## PASSAGE
Abhishek Bachchan makes an early statement of the journey of metamorphosis. Arjun evolves from the marketing wizard to a laryngeal cancer patient. Even as the killer ailment begins to leave telltale marks, Arjun breaks down and then decides to fight. His doctor Jayanth Deb (Jayant Kriplani) is the matter-of-fact busy oncologist. It is nurse Nancy (Kristin Goddard) who stands in solid support. This is insufficient when Arjun decides to call it a day.
His kith and kin are in their own brittle works and it is Nancy who scents the suicidal plan and retrieves him by her commands. His relationship with Riya (Ahilya Bamroo in the adolescent phase) is a storm as a character in a film. With diagnoses, Arjun is battered, beaten, and bruised but functional like his stroller bag.
Once Arjun decides to fight, he also decides that it’s going to be an informed battle on the one-way route. In a postscript we are informed that the doctor gave him 100 days, he survived for 10,842.
The saga of human suffering of a man who survives 19 surgeries and does a marathon unfortunately often gets caught in a rut with Sircar, showcasing his acquired knowledge on cancer at the cost of the emotional fabric. Into the medical matrix and emotive experience of the cancer fighter, Sircar also throws some amazing dialogues. In the process, little debates like whether convincing someone amounts to manipulation, whether death is any less tragic than marriage, whether parents owe joint living to ensure emotional stability to children, where does a parent let loose an adolescent adult child and how much, yes how much, should a patient know and decide.

## REQUIREMENT
Transcribe the review word for word, from "Once Arjun decides" up to and including "survived for 10,842.". The items come from a separate source and have no connection to the review.

## GIVEN INFORMATION
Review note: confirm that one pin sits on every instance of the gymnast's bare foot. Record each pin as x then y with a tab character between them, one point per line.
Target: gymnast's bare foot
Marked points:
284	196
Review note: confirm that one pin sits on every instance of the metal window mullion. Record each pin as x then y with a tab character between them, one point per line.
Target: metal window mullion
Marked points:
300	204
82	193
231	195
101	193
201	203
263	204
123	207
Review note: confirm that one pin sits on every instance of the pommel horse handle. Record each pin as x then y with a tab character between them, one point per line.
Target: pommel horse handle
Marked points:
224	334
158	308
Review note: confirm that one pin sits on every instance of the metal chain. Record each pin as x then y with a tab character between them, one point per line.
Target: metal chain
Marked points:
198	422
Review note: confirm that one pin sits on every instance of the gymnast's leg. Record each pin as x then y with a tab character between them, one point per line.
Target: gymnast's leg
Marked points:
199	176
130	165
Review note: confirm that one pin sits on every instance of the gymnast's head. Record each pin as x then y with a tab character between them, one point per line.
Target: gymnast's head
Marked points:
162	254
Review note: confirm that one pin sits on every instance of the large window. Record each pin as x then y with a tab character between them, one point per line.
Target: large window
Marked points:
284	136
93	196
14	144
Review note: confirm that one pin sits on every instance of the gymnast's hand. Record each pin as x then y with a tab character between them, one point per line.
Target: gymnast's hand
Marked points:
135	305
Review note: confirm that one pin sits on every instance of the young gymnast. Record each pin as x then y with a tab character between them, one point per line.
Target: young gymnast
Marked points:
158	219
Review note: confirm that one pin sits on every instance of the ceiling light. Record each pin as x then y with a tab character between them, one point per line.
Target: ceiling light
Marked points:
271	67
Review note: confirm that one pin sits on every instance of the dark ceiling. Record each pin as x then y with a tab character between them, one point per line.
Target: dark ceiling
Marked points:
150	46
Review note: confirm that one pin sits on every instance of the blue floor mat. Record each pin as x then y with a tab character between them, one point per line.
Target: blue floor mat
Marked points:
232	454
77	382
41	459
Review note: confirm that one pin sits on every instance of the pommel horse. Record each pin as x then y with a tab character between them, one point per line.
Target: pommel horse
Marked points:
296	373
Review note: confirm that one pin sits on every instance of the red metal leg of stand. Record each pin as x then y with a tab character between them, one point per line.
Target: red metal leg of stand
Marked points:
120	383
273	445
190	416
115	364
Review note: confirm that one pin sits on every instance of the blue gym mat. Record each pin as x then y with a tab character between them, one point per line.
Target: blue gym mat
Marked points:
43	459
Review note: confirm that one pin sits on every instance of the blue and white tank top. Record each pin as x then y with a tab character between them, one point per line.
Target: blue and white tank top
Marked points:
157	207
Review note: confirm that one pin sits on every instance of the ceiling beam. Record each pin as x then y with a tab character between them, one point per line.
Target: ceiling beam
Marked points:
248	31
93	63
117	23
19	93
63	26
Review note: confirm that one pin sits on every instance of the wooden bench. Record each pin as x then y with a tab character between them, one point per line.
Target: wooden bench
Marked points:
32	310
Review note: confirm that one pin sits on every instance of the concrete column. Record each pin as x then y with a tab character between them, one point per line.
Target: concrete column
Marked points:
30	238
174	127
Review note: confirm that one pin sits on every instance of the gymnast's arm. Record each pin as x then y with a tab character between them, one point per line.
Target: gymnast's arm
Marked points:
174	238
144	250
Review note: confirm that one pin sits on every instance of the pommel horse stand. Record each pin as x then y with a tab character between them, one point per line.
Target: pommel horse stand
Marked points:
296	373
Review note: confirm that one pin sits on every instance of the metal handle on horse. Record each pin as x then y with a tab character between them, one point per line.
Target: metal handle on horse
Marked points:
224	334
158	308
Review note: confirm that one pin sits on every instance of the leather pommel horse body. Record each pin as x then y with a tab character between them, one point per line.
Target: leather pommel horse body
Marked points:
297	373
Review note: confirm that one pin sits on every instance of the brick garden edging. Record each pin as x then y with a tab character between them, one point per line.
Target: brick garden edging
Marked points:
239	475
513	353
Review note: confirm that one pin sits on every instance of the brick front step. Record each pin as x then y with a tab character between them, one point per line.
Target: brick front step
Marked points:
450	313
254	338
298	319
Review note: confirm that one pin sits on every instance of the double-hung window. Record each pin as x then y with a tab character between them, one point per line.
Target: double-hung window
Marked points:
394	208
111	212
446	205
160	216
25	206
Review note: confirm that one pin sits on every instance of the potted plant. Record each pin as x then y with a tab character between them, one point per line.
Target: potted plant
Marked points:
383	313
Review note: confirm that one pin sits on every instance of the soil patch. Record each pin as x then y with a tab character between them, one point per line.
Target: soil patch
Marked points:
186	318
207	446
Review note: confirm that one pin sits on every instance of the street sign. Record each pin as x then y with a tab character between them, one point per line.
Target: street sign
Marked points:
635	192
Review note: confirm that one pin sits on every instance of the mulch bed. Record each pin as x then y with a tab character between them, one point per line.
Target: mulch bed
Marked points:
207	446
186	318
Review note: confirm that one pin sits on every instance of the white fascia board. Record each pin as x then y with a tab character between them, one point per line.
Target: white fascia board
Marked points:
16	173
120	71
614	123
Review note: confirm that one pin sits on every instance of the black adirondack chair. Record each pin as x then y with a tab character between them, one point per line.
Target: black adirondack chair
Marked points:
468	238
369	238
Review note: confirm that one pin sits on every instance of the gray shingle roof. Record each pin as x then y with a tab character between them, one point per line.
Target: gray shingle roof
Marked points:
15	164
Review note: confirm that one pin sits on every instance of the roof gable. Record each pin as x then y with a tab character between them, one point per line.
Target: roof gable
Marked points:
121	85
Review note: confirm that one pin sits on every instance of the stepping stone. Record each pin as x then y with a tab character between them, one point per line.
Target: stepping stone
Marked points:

## SOLUTION
Once Arjun decides to fight, he also decides that it’s going to be an informed battle on the one-way route. In a postscript we are informed that the doctor gave him 100 days, he survived for 10,842.